Farmers in a Cornish peninsula are leading the way in showing the financial benefit of unlocking 'natural capital'.

Natural capital means benefits humans get from nature – ranging from food, medicine and timber to flood prevention, carbon storage, recreation and improved mental and physical health.

A new report looks at the potential impact of paying farmers in the Lizard Peninsula of the Cornwall Area of Outstanding Natural Beauty (AONB) to restore nature and boost natural capital.

It sets out a ten-year plan – developed with farmers – that would create new natural capital worth between £3.7million and £15.8million.

The report's authors estimate that each £1 invested would bring a £3 return.

The report – called the Natural Capital Prospectus – is published by the Cornwall AONB, produced by Gain Consulting, and supported by the Farming and Wildlife Advisory Group South West and the University of Exeter.

"Nature provides a vast range of 'free' services that benefit humans – but these are often undervalued or ignored in decision making," said Dr Grace Twiston-Davies, of the Environment and Sustainability Institute on Exeter's Penryn Campus in Cornwall.

"This has led to the degradation of natural capital.

"Our report shows that positive investment can bring returns far in excess of the initial costs.

"Producing food in an environmentally sustainable way is often not economically viable in the face of global markets without grants to support farming businesses.

"The natural capital returns calculated here show the advantages of supporting these businesses to farm in this way.

"Farmers in the Lizard have led the way in establishing ambitious objectives and targets for land management, which will result in landscape recovery in this unique and special area of Cornwall."

South West Farmer: James Richards at Tregaminion Farm on the Lizard. Picture: Cornwall AONBJames Richards at Tregaminion Farm on the Lizard. Picture: Cornwall AONB

The report focusses on section eight of the Cornwall AONB, a "protected landscape" that includes the Marazion and the Mounts bay coast, the whole of the Lizard Peninsula, and the Helford Estuary.

It outlines a 'Landscape Recovery Framework' to improve ecosystems and associated benefits to humans.

Farmer David Oates said: "The Lizard test and trial has been successful at bringing together a range of farmers and stakeholders, showcasing a great opportunity for future nature-friendly land management across our AONB.

"We hope that Defra (UK government Department for Environment, Food and Rural Affairs) will use our report to build a future scheme that will protect our unique landscape and support viable, sustainable farm businesses."

The data>
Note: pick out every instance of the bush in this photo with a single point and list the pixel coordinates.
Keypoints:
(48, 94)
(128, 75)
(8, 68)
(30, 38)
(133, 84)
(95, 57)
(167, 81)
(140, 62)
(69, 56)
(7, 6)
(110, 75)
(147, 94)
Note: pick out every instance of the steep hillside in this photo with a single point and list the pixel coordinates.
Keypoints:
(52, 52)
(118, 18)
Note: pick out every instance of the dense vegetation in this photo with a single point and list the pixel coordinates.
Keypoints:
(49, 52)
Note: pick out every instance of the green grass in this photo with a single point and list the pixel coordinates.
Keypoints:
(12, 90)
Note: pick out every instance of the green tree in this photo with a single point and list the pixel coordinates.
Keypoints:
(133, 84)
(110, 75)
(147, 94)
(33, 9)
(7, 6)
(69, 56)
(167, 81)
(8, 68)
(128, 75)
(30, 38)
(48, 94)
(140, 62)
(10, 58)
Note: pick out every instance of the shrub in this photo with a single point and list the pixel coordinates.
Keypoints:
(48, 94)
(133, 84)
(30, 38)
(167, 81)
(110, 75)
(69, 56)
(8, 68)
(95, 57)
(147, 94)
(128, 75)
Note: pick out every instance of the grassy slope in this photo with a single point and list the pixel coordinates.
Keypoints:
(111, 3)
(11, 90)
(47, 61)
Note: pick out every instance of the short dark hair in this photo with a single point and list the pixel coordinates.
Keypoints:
* * *
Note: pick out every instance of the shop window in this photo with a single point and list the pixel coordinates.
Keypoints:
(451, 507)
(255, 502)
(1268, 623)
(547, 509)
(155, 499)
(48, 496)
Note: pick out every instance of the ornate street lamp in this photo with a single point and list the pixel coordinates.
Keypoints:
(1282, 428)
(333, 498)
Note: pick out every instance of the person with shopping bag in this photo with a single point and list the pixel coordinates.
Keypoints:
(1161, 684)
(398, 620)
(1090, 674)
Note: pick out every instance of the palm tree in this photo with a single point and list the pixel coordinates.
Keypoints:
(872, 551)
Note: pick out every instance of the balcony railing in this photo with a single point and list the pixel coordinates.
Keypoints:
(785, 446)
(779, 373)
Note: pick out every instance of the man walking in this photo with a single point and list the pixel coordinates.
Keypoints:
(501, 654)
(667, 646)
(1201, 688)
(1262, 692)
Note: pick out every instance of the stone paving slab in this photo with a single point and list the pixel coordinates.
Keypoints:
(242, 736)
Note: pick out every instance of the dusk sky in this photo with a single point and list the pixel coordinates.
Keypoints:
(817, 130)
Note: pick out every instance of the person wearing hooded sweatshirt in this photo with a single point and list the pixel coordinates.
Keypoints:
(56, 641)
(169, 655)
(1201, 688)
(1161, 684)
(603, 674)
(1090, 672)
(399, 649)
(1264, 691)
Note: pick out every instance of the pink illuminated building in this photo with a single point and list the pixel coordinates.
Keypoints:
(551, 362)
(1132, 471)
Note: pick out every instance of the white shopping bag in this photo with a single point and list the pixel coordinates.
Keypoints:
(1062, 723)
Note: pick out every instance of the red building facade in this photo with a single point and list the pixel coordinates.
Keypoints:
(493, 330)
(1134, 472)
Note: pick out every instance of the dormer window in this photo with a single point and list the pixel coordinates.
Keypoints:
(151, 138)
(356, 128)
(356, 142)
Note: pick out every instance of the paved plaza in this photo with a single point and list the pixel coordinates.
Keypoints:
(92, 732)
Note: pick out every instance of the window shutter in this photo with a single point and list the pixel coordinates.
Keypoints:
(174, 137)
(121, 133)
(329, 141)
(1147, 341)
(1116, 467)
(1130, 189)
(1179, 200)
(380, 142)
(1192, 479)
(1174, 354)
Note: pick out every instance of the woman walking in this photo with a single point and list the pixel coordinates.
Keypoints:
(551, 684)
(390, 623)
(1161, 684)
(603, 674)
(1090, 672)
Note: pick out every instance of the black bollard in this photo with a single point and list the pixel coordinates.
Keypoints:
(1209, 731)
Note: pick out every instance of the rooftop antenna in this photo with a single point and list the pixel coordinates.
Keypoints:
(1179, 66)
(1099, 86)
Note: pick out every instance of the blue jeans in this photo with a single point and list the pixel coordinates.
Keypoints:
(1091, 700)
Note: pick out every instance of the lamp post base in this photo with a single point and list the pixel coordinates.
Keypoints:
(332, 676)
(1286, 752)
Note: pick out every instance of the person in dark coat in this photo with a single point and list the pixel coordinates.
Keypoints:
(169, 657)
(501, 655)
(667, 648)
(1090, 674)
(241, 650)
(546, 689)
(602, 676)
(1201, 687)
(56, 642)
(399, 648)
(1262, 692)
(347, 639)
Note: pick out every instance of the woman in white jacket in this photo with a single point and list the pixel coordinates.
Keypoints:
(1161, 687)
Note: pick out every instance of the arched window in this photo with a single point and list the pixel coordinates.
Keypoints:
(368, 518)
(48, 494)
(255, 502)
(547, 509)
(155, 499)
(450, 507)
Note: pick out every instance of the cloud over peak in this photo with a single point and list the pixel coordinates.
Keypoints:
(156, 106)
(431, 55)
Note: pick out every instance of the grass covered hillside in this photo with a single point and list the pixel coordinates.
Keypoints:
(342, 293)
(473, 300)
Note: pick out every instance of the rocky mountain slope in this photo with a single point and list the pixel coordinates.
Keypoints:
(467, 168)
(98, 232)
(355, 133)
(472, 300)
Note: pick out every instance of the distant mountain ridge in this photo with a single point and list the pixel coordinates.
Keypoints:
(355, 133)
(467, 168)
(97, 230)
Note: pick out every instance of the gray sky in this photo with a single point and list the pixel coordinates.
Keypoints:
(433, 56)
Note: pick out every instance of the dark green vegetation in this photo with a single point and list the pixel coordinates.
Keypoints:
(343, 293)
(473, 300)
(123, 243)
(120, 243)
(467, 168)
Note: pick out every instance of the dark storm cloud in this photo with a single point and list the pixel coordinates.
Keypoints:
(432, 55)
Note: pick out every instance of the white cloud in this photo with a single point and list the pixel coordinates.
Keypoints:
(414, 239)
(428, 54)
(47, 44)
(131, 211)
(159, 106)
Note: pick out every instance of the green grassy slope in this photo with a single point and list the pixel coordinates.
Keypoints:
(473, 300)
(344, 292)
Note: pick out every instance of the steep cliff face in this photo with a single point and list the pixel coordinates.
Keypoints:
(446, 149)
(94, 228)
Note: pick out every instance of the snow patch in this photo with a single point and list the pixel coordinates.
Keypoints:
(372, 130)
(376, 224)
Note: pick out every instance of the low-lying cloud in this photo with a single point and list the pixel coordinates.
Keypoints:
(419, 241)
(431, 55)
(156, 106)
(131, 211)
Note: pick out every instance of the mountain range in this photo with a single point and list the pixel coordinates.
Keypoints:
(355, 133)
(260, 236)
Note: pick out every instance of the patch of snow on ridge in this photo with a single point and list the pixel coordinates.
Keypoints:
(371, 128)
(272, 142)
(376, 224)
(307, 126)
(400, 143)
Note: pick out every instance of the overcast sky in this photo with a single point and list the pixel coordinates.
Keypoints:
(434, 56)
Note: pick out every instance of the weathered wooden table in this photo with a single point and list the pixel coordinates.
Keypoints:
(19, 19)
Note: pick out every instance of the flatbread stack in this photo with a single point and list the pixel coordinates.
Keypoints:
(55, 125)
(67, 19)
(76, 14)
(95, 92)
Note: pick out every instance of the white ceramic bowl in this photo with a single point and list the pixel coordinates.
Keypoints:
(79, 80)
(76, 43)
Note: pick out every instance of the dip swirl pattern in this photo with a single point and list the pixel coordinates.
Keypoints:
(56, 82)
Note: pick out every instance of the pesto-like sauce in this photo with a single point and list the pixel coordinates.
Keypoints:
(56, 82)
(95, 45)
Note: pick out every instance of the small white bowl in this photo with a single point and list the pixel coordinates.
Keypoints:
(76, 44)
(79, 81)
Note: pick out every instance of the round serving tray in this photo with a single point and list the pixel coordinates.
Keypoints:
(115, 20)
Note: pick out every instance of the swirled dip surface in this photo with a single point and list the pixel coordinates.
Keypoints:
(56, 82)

Work instructions>
**a.** Please take the part of the Cornish natural capital article that opens with the words containing "The report –" and closes with "of natural capital.", and write it out again with "Gain Consulting" swapped for "an independent consultancy".
**b.** For each statement below, say yes or no according to the Cornish natural capital article, and quote the words from it that decide.
(i) The report's authors expect a £3 return for each £1 invested.
(ii) The University of Exeter produced the report.
(iii) The ten-year plan was drawn up without farmers.
**c.** Go on with the Cornish natural capital article after its last sentence.

Replies>
**a.**
The report – called the Natural Capital Prospectus – is published by the Cornwall AONB, produced by an independent consultancy, and supported by the Farming and Wildlife Advisory Group South West and the University of Exeter.

"Nature provides a vast range of 'free' services that benefit humans – but these are often undervalued or ignored in decision making," said Dr Grace Twiston-Davies, of the Environment and Sustainability Institute on Exeter's Penryn Campus in Cornwall.

"This has led to the degradation of natural capital.

**b.**
(i) Yes: "each £1 invested would bring a £3 return"
(ii) No: "produced by Gain Consulting"
(iii) No: "developed with farmers"

**c.**
Actions to be taken by farmers include restoring Cornish hedgerows, increasing the number of ponds and wetlands, and diversifying land use away from "monocultures" to provide a richer mix of habitats for birds, insects and mammals.

The plan also includes increasing woodlands and using more land for orchards, wood pasture and other tree-based farming.

The scheme aims to improve "engagement with the natural environment", partly by providing educational opportunities for schools, colleges, universities and other groups.

Emma Browning, partnership manager of Cornwall Area of Outstanding Natural Beauty (AONB), said: "Cornwall AONB is an incredibly diverse landscape with numerous additional designations making it very significant for nature and conservation, however we know that biodiversity is in huge decline here, as it is across the world.

"In Cornwall, there has been a 30% decline in farmland birds between 1994 and 2019, along with a reduction in butterflies associated with farmland.

"152km of Cornish hedge and hedgerow has been lost. Overall, 41% of species have declined since 1970. Only 24% of rivers and 15% of lakes are in good ecological status.

"Action is required immediately to halt the decline in our natural capital, to build back biodiversity, stabilise the climate, restore our soils and improve our rivers and seas.

"The Landscape Recovery Framework, co-designed by farmers specifically in this Test Trial for Section 08 of Cornwall AONB, sets out a ten-year plan to vastly improve, and increase, biodiversity aligned with sustainable farm businesses."

Cornwall AONB will be able to offer grants to farmers and landowners to deliver for people, place, nature and climate. These grants will come from Farming in Protected Landscapes, a new programme funded by Defra and delivered locally by Cornwall AONB.